Object point labels
────────

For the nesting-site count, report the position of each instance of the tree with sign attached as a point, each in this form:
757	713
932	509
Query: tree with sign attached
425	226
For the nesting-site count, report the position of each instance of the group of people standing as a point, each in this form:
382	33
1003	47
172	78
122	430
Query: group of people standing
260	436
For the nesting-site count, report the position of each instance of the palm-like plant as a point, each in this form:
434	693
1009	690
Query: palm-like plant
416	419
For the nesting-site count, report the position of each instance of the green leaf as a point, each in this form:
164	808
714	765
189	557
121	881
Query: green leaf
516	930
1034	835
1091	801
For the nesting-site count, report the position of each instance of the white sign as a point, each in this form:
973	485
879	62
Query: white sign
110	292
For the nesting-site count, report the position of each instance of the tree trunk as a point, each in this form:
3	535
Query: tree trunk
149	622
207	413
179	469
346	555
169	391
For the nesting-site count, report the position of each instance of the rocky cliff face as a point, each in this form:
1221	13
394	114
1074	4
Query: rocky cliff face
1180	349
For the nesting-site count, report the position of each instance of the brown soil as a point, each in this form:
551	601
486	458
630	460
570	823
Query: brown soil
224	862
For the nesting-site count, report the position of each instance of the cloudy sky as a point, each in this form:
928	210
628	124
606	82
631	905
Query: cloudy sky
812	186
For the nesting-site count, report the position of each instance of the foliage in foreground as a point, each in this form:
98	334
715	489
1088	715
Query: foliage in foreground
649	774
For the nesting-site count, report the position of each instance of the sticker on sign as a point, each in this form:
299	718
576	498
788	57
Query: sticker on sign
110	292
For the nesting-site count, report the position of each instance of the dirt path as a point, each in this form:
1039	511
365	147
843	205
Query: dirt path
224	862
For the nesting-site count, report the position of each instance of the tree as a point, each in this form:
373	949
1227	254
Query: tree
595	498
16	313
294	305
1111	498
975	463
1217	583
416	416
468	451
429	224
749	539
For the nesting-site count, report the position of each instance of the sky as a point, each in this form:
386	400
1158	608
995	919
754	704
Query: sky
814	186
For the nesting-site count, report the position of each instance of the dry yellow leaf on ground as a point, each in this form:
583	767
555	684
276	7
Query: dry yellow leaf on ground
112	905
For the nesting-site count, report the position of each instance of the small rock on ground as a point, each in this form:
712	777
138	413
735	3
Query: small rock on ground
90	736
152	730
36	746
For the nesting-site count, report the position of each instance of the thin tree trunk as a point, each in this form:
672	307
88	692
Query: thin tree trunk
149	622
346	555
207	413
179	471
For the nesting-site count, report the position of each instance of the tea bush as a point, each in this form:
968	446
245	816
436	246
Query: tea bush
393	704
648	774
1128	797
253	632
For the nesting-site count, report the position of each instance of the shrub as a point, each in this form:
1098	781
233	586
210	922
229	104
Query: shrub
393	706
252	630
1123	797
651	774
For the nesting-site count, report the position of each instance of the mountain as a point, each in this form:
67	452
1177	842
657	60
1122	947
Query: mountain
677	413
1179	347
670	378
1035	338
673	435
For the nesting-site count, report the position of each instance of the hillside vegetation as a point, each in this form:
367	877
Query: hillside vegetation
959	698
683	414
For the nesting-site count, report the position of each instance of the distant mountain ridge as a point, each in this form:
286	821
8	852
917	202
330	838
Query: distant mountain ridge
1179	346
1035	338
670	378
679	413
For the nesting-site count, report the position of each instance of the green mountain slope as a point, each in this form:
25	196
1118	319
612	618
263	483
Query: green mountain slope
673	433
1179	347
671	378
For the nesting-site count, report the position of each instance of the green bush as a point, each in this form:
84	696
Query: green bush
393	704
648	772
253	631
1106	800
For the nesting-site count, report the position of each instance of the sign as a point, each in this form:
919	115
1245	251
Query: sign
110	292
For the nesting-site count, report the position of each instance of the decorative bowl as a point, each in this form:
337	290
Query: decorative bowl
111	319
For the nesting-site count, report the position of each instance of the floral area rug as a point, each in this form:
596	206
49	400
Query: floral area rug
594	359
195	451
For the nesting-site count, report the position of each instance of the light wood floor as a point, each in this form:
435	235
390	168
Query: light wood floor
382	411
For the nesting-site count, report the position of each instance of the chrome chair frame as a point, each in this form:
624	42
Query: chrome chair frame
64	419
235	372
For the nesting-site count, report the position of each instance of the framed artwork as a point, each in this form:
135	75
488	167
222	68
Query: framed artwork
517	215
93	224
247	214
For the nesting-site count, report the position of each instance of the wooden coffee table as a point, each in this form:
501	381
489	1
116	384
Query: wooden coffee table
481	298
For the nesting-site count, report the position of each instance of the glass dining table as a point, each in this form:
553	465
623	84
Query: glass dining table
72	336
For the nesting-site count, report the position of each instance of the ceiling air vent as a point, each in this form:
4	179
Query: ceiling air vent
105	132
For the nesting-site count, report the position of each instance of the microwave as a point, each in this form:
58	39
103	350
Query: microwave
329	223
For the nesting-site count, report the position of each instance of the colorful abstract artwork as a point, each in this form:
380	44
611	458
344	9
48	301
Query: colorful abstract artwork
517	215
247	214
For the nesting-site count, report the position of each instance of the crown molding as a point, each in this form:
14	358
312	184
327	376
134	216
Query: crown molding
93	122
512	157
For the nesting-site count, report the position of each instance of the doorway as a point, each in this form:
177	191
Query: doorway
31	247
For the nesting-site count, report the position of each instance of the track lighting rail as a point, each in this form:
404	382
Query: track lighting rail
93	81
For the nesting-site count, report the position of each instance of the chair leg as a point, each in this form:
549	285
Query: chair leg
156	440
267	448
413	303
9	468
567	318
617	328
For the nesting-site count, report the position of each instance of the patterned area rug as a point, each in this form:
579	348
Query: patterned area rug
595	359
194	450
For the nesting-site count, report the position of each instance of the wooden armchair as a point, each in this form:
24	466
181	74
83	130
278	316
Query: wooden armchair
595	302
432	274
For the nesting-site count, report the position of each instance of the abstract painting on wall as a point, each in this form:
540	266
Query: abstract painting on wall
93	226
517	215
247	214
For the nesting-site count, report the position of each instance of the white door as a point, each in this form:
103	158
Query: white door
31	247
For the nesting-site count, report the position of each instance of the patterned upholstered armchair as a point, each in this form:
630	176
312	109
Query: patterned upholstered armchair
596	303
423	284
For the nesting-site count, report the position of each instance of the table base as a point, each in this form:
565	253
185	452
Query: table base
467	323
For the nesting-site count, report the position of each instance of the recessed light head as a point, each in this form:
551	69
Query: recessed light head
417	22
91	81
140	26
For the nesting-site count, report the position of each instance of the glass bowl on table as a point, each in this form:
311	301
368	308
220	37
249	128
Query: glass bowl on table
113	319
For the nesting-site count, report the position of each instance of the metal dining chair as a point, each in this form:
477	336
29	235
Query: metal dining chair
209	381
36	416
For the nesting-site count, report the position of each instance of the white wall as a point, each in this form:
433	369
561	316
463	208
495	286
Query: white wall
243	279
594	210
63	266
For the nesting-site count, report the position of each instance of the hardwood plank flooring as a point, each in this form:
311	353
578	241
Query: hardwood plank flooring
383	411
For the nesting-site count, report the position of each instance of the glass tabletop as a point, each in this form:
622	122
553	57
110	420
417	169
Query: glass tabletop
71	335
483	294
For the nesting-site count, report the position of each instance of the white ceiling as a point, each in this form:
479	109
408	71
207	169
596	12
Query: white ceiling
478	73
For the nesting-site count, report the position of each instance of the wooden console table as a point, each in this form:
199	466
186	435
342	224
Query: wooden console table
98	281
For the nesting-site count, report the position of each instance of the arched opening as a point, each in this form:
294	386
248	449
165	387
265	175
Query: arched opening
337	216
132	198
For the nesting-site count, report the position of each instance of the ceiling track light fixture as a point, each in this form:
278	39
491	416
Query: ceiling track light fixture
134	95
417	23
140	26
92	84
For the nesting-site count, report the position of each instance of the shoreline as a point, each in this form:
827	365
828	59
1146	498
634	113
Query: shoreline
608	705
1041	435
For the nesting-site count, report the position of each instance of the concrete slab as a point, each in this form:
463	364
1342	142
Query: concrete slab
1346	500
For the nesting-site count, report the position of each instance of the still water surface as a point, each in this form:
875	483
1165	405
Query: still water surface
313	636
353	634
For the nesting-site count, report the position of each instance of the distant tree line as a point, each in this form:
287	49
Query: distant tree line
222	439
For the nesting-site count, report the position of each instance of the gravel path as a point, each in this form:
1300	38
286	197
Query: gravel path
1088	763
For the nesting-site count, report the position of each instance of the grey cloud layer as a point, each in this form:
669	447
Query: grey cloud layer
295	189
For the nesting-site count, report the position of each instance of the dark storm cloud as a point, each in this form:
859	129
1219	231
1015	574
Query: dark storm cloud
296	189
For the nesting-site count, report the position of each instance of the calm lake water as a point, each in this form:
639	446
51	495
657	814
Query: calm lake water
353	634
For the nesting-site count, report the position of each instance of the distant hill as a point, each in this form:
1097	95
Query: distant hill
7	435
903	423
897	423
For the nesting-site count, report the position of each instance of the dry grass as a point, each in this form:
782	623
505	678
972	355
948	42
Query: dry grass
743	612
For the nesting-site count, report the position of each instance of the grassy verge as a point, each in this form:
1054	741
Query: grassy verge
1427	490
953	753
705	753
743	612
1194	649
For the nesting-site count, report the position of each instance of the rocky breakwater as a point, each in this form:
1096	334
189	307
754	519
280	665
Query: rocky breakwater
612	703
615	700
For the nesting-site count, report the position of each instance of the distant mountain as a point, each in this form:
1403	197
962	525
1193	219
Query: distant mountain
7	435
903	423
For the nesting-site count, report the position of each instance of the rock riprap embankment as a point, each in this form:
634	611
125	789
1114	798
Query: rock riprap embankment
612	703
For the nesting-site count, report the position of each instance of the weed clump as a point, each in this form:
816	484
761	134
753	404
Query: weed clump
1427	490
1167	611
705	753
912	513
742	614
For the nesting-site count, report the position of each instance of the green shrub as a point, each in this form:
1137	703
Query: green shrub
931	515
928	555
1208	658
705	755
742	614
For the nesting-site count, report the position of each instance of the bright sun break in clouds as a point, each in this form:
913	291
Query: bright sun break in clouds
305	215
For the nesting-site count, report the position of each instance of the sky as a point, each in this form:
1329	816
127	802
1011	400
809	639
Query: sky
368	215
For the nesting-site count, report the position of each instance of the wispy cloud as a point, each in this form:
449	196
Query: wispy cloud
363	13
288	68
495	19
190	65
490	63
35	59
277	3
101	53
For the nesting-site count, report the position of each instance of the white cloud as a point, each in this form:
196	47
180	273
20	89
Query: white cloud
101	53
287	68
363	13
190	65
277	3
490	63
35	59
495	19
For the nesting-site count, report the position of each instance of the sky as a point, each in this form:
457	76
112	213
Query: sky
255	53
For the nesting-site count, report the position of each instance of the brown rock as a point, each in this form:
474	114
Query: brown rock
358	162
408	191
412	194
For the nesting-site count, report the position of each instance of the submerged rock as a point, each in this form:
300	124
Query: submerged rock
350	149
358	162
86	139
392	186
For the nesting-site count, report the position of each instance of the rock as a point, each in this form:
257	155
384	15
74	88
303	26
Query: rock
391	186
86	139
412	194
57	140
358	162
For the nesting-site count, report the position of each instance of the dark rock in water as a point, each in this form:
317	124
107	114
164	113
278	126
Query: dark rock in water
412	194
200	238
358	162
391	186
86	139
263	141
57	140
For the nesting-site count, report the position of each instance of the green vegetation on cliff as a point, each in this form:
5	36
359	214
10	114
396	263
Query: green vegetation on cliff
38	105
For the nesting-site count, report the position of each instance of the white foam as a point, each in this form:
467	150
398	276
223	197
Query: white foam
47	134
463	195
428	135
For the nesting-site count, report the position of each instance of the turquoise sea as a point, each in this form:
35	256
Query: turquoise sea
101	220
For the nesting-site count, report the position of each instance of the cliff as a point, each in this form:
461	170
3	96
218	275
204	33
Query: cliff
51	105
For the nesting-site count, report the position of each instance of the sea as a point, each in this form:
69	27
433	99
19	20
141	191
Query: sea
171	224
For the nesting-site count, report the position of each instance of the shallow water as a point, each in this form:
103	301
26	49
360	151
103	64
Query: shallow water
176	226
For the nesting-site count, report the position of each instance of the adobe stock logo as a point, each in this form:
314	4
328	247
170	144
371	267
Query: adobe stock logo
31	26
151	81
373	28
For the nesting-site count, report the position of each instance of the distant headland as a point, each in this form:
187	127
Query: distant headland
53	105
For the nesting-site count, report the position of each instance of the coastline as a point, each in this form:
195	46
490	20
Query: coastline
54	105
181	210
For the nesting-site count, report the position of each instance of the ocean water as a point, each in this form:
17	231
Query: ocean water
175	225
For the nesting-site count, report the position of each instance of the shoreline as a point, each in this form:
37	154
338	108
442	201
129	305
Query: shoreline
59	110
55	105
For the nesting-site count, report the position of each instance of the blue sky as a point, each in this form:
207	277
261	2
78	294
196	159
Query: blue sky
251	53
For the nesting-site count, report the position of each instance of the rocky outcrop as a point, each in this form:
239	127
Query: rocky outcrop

────────

TASK STATEMENT: Only the lines from the one with "of the shallow" through the end of the material are wanted; copy them exactly, both ends included.

EXPECTED ANSWER:
For the nesting-site count, report the position of each instance of the shallow water as a point, each in this form:
103	301
26	49
360	151
103	64
Query: shallow water
176	226
For the nesting-site count, report the position of each instance of the adobe stock logo as a point, each in this form:
314	4
328	247
170	144
371	267
Query: adobe stock logo
31	26
151	81
373	28
For the nesting-site count, report the position of each instance of the distant headland as a point, each in this form:
187	127
Query: distant headland
53	105
For the nesting-site count, report the position of each instance of the coastline as a point, each in this form:
195	46
490	20
Query: coastline
54	105
181	210
For the nesting-site count, report the position of each instance of the ocean water as a point, each in this form:
17	231
Query: ocean water
175	225
For the nesting-site count, report the position of each instance of the shoreline as a point, each in this form:
37	154
338	108
442	201
129	305
Query: shoreline
59	110
55	105
For the nesting-site count, report the position of each instance of the blue sky as a point, each in this form:
207	277
261	2
78	294
196	159
Query: blue sky
251	53
For the nesting-site count, report the position of each instance of the rocky outcrop as a point, each in this form:
239	127
Query: rocky outcrop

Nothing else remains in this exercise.